___ Data extracts ___

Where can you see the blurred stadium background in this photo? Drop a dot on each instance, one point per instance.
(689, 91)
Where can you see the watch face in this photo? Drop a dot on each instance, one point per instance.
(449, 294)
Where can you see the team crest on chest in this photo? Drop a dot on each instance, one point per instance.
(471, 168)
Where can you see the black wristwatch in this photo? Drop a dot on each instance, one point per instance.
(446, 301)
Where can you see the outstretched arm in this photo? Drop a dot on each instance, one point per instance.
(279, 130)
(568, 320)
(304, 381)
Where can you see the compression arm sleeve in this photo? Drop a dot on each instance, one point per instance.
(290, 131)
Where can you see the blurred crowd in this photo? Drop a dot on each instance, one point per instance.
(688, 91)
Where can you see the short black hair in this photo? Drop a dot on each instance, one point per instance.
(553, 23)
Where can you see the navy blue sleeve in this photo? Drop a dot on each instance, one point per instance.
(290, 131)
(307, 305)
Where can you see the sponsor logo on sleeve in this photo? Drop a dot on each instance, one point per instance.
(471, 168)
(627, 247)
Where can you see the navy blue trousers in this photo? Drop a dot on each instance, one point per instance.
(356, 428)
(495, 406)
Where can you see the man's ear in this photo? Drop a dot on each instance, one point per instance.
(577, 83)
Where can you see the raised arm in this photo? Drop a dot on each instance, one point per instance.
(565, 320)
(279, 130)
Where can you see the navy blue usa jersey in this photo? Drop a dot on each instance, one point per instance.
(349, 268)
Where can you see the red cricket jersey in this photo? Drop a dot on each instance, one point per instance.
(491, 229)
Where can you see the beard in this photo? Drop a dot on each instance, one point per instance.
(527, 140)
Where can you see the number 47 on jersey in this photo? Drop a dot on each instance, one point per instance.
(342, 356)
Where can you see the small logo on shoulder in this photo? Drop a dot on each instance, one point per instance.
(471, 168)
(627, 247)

___

— Exercise instructions —
The answer is the full data, repeated exactly as shown.

— Solution —
Where can you see the blurred stadium background in this photo? Drop a dot on each instance, one point per instance.
(689, 91)
Where can you see the watch face in this photo? Drop a dot on each instance, one point per instance.
(449, 294)
Where can you see the team crest on chest in this photo? Drop a dot on each instance, one point per instance.
(471, 168)
Where can you see the black wristwatch in this photo? Drop a dot on each instance, one point per instance.
(446, 301)
Where can you see the outstretched arm in this photo? Drop a dot on each instance, one point per instance.
(279, 130)
(568, 320)
(304, 381)
Where can you see the compression arm sleeve in this photo? Drop a dot on each instance, one point per instance.
(290, 131)
Where can you see the blurred crowd in this photo? Drop a dot on each instance, one point per instance.
(688, 91)
Where can you see the short black hair in this photo? Drop a dot on each instance, one point per instance.
(553, 23)
Where can you see the navy blue sleeve in this photo? Drop a dot on each instance, one point per instance.
(290, 131)
(307, 305)
Where can you see the sponsor logo on sleeve in this photo? Drop a dot on each instance, one point per instance.
(471, 168)
(627, 247)
Where can you see the navy blue trousers in this photo? Drop a dot on each instance, one point per instance.
(356, 428)
(495, 406)
Where can you see the man's ear in this photo? Drop a dot on each instance, one point per instance.
(577, 83)
Where can you see the raised arm in this photo? Drop a dot on each instance, one point per instance.
(565, 320)
(279, 130)
Where can you see the navy blue usa jersey in this photo? Drop a dot on each instance, one point per instance.
(349, 268)
Where can you see the red cricket jersey in this photo? Drop a dot on each instance, one point per instance.
(491, 229)
Where can you see the beard in this photo? Drop a dot on each instance, one point per instance.
(527, 140)
Where can you see the number 47 on jersey in this photo? Drop a dot on each instance, one point per instance.
(342, 356)
Where can you see the small logo on shoulder in this photo? Drop a dot on each instance, one point per instance.
(471, 168)
(627, 247)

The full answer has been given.